Le projet de résidence : en clair et en détail
Le projet de résidence
Pour qui ? Pourquoi ?
On les appelle les « mineurs isolés étrangers ». Ils ont entre 12 et 17 ans. Ils viennent du Bengladesh, d’Afghanistan, d’Inde, du Pakistan, des pays du Maghreb, de l’Egypte, du Mali, de la RDC, etc. Seuls, ils ont quitté leur pays pour un ensemble de raisons, toujours dans l’espoir d’une « vie meilleure ». Seuls, ils sont arrivés en France. Ici, sous la juridiction de la protection de l’enfance, des lieux d’accueil (en l’occurrence le Service d’Accueil de Jour – SAJ - de la Croix Rouge, porteur de mon projet) leur offrent jusqu’à leur majorité la possibilité de se restaurer physiquement, psychiquement, et d’élaborer avec des éducateurs spécialisés un projet d’avenir, un parcours d’insertion dont la maîtrise de la langue française est une des clés.

++++++++

Consignes:
[A] Répondez aux questions suivantes à partir du texte source.
(i) Quel âge ont les jeunes dont il est question ?
(ii) Quel organisme est désigné comme porteur du projet ?
(iii) Jusqu'à quel moment les lieux d'accueil offrent-ils leur aide à ces jeunes ?
[B] Relevez dans le texte source tous les pays ou groupes de pays d'où viennent les jeunes.

Liste des lignes:
++++++++

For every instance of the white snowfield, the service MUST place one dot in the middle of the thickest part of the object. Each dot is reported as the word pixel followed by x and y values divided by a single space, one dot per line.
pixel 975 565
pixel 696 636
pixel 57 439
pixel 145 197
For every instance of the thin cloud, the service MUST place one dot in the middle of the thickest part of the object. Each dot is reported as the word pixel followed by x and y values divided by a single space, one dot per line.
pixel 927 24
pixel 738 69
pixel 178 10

++++++++

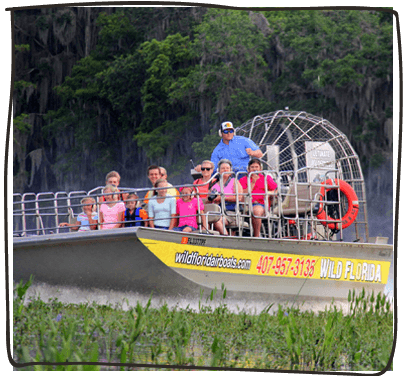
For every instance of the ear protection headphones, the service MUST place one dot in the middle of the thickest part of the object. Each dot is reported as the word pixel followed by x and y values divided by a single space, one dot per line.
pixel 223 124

++++++++

Réponses:
[A]
(i) Ils ont entre 12 et 17 ans.
(ii) Le Service d'Accueil de Jour (SAJ) de la Croix Rouge.
(iii) Jusqu'à leur majorité.

[B] Bengladesh, Afghanistan, Inde, Pakistan, pays du Maghreb, Egypte, Mali, RDC